WORK TO DO:
a: From the book review below, reproduce word for word the part that begins with the words containing "2025 is not" and ends with "Body, for Good.".
b: Report every line of the records below that contains the string "water".

“You are Not a Before Picture” by Alex Light

2025 is not going to be known for being a body positive, or even a body neutral year. In many ways, it feels like our body ideals and cultural attitudes around food, bodies, and exercise are time traveling back toward the early 2000s. Diet culture is alive and thriving, and we need tools at our disposal to help combat all of the harmful messaging that diet culture engrains in us. Enter Alex Light’s You are Not a Before Picture: How to Finally Make Peace With Your Body, for Good. 

Light describes this book as a “body image bible,” and I tend to agree, as it is an expertly researched encyclopedia of all things body image: a history of diets, what happens to our bodies when we diet (spoiler: diets don’t work), beauty trends, the impact of the media, fitness, weight gain, and more. It really is a comprehensive guide to all things body image-related. As someone who is well-versed in body image, but hasn’t been able to immerse myself in the literature as much as I would like in the last few years, it was a great re-introduction to the genre. For someone struggling with body image, or just starting to learn about diet culture, this serves as a great primer.

RECORDS SHOWN:
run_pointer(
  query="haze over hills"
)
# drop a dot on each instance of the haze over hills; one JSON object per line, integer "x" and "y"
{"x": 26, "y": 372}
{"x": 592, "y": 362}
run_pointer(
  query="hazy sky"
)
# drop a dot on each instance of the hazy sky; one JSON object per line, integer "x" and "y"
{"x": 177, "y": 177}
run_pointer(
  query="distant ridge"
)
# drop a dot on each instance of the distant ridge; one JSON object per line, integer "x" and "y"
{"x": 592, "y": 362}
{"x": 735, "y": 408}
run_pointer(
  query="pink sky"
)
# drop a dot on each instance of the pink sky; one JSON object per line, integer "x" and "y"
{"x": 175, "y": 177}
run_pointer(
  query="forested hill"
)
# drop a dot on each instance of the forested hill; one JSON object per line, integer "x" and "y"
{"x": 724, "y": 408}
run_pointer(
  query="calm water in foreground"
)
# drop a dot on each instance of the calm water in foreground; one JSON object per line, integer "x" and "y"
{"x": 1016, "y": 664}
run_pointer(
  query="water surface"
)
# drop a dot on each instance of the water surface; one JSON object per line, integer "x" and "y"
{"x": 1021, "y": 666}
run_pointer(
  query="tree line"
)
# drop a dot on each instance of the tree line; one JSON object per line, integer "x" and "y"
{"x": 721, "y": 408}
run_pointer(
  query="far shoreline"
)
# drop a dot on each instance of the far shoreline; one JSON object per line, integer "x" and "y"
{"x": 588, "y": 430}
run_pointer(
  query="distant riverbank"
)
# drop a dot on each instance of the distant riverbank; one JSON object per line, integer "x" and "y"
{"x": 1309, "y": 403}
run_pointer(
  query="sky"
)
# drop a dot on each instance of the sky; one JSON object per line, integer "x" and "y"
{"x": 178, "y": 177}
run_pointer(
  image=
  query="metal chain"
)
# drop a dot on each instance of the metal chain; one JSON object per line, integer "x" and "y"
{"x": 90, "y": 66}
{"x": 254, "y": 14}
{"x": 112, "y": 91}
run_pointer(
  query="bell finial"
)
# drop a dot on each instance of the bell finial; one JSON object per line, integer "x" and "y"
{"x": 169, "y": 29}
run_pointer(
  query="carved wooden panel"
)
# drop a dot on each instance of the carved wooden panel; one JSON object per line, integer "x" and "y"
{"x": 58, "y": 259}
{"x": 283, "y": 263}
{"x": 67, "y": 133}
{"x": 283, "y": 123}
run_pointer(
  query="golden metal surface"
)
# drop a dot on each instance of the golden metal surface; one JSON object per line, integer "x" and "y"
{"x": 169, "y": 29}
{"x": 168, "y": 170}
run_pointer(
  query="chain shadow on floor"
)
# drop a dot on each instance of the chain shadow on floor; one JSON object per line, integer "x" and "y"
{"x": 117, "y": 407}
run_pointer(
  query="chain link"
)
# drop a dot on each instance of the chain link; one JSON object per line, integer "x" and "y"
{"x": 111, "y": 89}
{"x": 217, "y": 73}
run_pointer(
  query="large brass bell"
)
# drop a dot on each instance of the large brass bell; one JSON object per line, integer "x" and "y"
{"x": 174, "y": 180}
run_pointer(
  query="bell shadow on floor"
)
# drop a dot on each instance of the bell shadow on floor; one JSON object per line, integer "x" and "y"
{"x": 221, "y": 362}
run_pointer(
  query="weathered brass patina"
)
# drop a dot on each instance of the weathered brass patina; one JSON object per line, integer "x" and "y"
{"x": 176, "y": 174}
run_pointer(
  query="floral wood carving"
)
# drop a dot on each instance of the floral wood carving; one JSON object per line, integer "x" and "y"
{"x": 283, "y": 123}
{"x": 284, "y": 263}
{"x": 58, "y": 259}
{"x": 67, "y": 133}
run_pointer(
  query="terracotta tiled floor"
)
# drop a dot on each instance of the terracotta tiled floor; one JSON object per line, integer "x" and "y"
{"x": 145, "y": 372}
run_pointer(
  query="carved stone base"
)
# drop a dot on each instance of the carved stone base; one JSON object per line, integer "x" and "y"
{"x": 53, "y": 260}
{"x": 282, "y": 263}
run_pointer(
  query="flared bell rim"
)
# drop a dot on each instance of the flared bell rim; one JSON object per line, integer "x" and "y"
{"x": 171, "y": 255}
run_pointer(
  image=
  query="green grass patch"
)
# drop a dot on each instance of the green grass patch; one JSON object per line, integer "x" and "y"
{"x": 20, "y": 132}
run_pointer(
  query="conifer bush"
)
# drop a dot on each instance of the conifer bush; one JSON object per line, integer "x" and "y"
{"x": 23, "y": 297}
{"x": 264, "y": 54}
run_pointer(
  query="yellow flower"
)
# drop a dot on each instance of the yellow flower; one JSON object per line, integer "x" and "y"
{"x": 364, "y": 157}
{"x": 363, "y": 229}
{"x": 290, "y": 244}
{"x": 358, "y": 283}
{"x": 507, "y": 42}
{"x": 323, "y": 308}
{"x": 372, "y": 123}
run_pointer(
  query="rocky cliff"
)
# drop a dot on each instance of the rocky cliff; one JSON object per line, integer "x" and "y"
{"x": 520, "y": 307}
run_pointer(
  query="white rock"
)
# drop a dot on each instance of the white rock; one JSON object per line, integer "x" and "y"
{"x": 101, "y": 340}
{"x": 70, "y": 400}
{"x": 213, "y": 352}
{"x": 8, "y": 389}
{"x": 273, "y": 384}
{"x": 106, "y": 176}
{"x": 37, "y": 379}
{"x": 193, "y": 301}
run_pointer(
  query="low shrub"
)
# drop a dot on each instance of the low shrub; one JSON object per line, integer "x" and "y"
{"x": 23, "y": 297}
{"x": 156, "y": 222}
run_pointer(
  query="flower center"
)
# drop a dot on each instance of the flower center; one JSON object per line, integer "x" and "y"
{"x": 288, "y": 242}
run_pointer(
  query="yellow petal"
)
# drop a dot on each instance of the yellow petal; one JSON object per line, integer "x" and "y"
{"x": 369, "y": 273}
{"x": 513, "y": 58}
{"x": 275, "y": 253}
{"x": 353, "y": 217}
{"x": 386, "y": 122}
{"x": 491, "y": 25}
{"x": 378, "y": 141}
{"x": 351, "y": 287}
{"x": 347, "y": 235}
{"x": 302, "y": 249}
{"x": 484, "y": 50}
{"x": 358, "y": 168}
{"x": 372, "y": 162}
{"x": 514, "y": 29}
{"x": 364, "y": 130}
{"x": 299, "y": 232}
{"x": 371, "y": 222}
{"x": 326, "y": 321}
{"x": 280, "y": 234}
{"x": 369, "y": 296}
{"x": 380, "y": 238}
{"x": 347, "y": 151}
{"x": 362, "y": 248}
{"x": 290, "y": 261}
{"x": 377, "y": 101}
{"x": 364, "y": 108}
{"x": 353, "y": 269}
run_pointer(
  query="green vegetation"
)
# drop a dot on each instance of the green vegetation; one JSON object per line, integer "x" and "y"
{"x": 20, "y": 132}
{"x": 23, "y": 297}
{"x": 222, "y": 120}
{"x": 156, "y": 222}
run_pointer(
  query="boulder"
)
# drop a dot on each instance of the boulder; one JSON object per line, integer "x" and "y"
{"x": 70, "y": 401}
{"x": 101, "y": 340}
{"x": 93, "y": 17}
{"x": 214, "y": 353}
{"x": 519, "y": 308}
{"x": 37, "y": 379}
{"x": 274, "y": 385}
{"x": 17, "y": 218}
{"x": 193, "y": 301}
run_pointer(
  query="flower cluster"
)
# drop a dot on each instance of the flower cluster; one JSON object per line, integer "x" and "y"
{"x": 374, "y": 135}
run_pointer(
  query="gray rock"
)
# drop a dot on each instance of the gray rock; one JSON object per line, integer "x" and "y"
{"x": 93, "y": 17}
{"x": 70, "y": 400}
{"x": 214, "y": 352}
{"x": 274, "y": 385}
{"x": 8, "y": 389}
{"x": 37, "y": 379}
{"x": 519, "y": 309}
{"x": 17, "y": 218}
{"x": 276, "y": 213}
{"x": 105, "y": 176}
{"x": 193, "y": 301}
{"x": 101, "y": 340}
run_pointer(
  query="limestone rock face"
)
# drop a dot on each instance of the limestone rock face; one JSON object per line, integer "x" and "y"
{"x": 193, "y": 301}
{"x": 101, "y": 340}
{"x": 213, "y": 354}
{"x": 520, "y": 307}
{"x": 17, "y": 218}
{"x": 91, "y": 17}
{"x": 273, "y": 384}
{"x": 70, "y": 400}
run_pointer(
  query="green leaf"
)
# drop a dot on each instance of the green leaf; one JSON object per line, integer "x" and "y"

EXERCISE ANSWERS:
a:
2025 is not going to be known for being a body positive, or even a body neutral year. In many ways, it feels like our body ideals and cultural attitudes around food, bodies, and exercise are time traveling back toward the early 2000s. Diet culture is alive and thriving, and we need tools at our disposal to help combat all of the harmful messaging that diet culture engrains in us. Enter Alex Light’s You are Not a Before Picture: How to Finally Make Peace With Your Body, for Good.

b:
  query="calm water in foreground"
# drop a dot on each instance of the calm water in foreground; one JSON object per line, integer "x" and "y"
  query="water surface"
# drop a dot on each instance of the water surface; one JSON object per line, integer "x" and "y"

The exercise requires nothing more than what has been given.